(EXERCISE MATERIAL Opens)
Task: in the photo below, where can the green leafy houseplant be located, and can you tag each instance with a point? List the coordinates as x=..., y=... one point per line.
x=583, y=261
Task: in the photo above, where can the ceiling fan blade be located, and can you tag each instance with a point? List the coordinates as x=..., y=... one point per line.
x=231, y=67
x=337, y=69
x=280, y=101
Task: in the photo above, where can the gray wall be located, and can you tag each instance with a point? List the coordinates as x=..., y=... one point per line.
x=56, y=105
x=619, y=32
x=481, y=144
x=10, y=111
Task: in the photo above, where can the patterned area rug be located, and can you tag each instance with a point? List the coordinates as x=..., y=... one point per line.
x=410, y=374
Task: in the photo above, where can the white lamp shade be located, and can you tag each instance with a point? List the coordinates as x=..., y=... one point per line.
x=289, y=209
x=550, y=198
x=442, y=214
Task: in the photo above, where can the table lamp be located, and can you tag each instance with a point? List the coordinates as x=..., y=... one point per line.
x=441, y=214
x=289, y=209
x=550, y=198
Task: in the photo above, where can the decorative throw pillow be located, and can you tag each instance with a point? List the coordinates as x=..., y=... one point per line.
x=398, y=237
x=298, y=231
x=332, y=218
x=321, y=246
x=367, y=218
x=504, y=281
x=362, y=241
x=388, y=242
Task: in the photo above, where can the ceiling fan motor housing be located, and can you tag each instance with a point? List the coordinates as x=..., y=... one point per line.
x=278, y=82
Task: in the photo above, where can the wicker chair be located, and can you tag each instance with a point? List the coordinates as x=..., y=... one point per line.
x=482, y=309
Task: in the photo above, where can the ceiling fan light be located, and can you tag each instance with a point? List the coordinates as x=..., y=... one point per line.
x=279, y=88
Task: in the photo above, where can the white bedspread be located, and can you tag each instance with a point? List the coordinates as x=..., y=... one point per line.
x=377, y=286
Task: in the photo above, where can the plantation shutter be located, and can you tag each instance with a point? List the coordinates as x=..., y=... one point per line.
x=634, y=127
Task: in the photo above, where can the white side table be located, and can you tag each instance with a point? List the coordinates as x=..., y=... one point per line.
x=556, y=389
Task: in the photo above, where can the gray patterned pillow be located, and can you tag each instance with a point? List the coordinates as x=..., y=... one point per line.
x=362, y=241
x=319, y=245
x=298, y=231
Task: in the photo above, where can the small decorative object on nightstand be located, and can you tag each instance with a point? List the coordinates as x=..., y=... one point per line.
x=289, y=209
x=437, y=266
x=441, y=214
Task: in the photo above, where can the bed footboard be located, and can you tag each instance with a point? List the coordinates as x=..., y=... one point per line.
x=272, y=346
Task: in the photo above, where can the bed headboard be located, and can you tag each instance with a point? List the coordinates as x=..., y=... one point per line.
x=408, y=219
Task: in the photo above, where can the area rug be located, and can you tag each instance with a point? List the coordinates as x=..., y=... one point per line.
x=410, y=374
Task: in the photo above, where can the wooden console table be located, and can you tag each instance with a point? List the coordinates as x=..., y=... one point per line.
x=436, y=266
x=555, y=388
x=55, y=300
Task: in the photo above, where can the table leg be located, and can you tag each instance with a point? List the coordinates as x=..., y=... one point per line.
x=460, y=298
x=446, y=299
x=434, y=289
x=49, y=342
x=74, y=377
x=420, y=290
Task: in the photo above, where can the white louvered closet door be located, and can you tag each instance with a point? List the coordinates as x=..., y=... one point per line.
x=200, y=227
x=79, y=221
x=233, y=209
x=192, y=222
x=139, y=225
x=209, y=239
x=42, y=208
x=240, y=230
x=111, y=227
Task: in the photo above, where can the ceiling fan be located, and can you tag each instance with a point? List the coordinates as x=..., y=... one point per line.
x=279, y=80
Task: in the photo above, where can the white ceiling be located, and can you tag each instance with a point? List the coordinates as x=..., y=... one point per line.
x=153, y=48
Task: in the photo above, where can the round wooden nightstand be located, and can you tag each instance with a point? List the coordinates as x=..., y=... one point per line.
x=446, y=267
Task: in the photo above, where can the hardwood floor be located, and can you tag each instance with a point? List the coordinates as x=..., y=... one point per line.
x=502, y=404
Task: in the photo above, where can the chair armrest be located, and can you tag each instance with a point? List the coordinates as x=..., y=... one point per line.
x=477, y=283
(EXERCISE MATERIAL Closes)
## WORK ITEM
Take the entries above and transcribe them exactly as they stand.

## WORKED SOLUTION
Task: in the photo below, where can the green leafy houseplant be located, and can you tag each instance with a point? List the coordinates as x=..., y=... one point per line.
x=583, y=261
Task: in the photo above, where can the ceiling fan blade be located, and can you tag each instance with a point? List the coordinates as x=..., y=... one point per line.
x=231, y=67
x=337, y=69
x=280, y=101
Task: in the photo above, where can the gray wall be located, and can you tag each instance with a point? List the coordinates as x=..., y=... one point per line.
x=56, y=105
x=619, y=32
x=481, y=144
x=10, y=111
Task: in the photo above, where can the patterned area rug be located, and can you tag each instance with a point? List the coordinates as x=..., y=... one point per line.
x=410, y=374
Task: in the photo above, where can the white lamp shade be located, and can you tag each instance with a point? List the coordinates as x=..., y=... one point per line.
x=289, y=209
x=550, y=198
x=442, y=214
Task: in the photo above, where can the table lamp be located, and can you tag each instance with a point? List the coordinates as x=..., y=... one point per line.
x=441, y=214
x=289, y=209
x=550, y=198
Task: in the photo above, where can the decorative throw pillow be located, and can you tag each instance with a point? List the coordinates as x=..., y=... one point per line.
x=398, y=237
x=298, y=231
x=332, y=218
x=321, y=246
x=367, y=218
x=504, y=281
x=362, y=241
x=388, y=242
Task: in the photo above, where can the ceiling fan motor housing be located, and can you tag each instance with a point? List the coordinates as x=..., y=... one point per line.
x=278, y=82
Task: in the photo above, where can the wicker chair be located, and can you tag each instance with a point? List the coordinates as x=..., y=... one point per line.
x=482, y=309
Task: in the photo above, where can the ceiling fan light be located, and can you tag each instance with a point? List the coordinates as x=..., y=... one point per line.
x=279, y=88
Task: in the photo above, where can the white bedspread be located, and can you tag each instance with a point? List the coordinates as x=..., y=... one point per line.
x=377, y=286
Task: in the photo above, where can the plantation shutter be located, and can you tag each instance with a point? List the coordinates as x=..., y=... one point per line.
x=634, y=127
Task: in the photo above, where can the white side table be located, and can you tag each instance with a point? List the coordinates as x=..., y=... one point per line.
x=556, y=389
Task: in the photo above, where can the gray patterned pillow be located, and can you tag each instance with a point? List the coordinates as x=..., y=... one point per line.
x=362, y=241
x=319, y=245
x=298, y=231
Task: in the photo above, where can the small decorative object on nightstand be located, and can you tag each instance with a point? List the coordinates as x=..., y=... one point per line.
x=289, y=209
x=437, y=266
x=441, y=214
Task: in the photo above, where can the bed footboard be located, and can you tag each instance with a point? List the coordinates as x=..., y=... one point per line.
x=272, y=346
Task: in the photo above, where can the bed headboard be located, and can you tag each instance with a point? List the coordinates as x=..., y=... one point per line.
x=408, y=219
Task: in the photo above, where can the area rug be located, and can you tag each instance with a point? List the coordinates as x=..., y=... one point per line.
x=410, y=374
Task: in the photo above, where can the wooden console table be located, and can you tag each instance with a point? List the coordinates as x=..., y=... one point per line.
x=436, y=266
x=555, y=388
x=55, y=300
Task: in the photo above, where can the table leg be located, and can you tag each instance with a point? List the coordinates as x=..., y=... one point per line.
x=460, y=298
x=446, y=299
x=434, y=289
x=49, y=342
x=74, y=377
x=420, y=290
Task: in the photo above, where can the white louvered closet door be located, and can you tag each instance with a point? List the coordinates as x=..., y=... one point per line.
x=200, y=227
x=79, y=221
x=233, y=209
x=192, y=222
x=139, y=225
x=209, y=239
x=42, y=208
x=240, y=230
x=111, y=227
Task: in the photo above, where can the ceiling fan be located, and can you tag each instance with a point? List the coordinates as x=..., y=... one point per line.
x=279, y=80
Task: in the photo above, where can the white ceiling be located, and can you tag each instance with a point? List the coordinates as x=..., y=... one point per line.
x=153, y=48
Task: in the photo above, where can the round wooden nightstand be located, and can you tag each instance with a point? List the coordinates as x=..., y=... one point per line.
x=446, y=267
Task: in the photo above, where can the hardwood floor be located, and can you tag each instance with a point? List the coordinates as x=..., y=... one point per line.
x=502, y=404
Task: in the photo above, where can the chair armrest be located, and can you tag each instance with a point? List the coordinates as x=..., y=... one point per line.
x=477, y=283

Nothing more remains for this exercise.